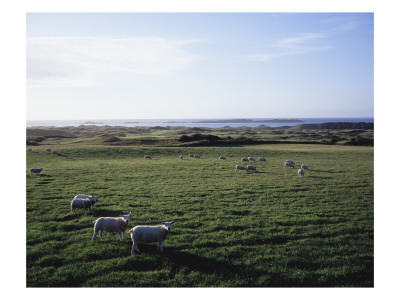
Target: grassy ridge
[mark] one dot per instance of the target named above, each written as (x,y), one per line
(231,228)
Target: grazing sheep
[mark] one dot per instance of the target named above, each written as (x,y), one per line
(111,224)
(240,167)
(92,199)
(251,168)
(288,164)
(35,170)
(81,203)
(150,234)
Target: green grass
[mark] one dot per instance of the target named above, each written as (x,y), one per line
(232,228)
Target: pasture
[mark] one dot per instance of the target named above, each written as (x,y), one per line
(231,228)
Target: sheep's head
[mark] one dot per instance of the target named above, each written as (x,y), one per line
(168,225)
(127,217)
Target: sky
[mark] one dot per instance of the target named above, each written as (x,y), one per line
(199,65)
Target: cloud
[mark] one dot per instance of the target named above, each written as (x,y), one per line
(297,45)
(75,61)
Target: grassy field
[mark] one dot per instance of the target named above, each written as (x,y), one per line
(232,228)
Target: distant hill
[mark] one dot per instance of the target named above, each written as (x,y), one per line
(336,125)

___

- _Stated problem_
Rewrite the listing above with "one dot" replaced by "one point" everywhere it appears, keeping everything else the same. Omit the picture lines.

- _Response to the task_
Target: grassy ridge
[mark] one point per instance of the target named above, each written as (x,y), one per line
(231,228)
Target: grazing sheep
[mark] one point per instance of the target named above, each written as (x,y), one per line
(111,224)
(240,167)
(92,199)
(251,168)
(288,164)
(35,170)
(81,203)
(150,234)
Target: green grass
[mark] one point per instance of the target named above, each written as (x,y), one per line
(232,228)
Target: pasture
[mark] one point per instance of the target named above, each written as (x,y), one per line
(231,228)
Target: sheep's head
[mark] one point per instance of the target named above, each written as (x,y), one per line
(168,225)
(127,217)
Target: sky
[mark] one point per instance of the target named above, each written as (x,y), one per line
(199,65)
Target: cloud
[mark] one point per instance of the target named above, each written as (x,y), one per line
(297,45)
(75,61)
Target: grassy field
[mark] one point per instance of the target named above, each written as (x,y), one per line
(232,228)
Target: distant hill
[mark] one point per instance of the target named above, each written as (x,y), one per line
(336,125)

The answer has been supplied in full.